-- GIVEN RECORDS follows --

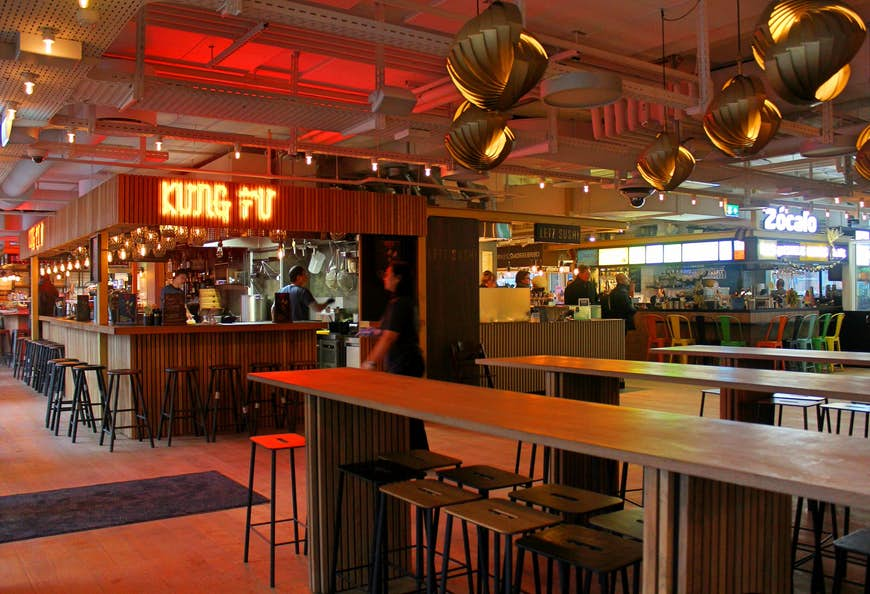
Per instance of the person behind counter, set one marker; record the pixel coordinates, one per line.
(301, 299)
(175, 287)
(399, 341)
(620, 304)
(48, 296)
(581, 288)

-- GIVEN RECORDS concluded --

## [WHAT THE EXERCISE ASKS]
Please print the entries above exactly. Skip every picture.

## [RESULT OF THIS EXERCISE]
Per instance of the person behind counter, set one marker; record the pixel coordinates, one per line.
(301, 299)
(175, 287)
(399, 341)
(620, 304)
(48, 296)
(581, 288)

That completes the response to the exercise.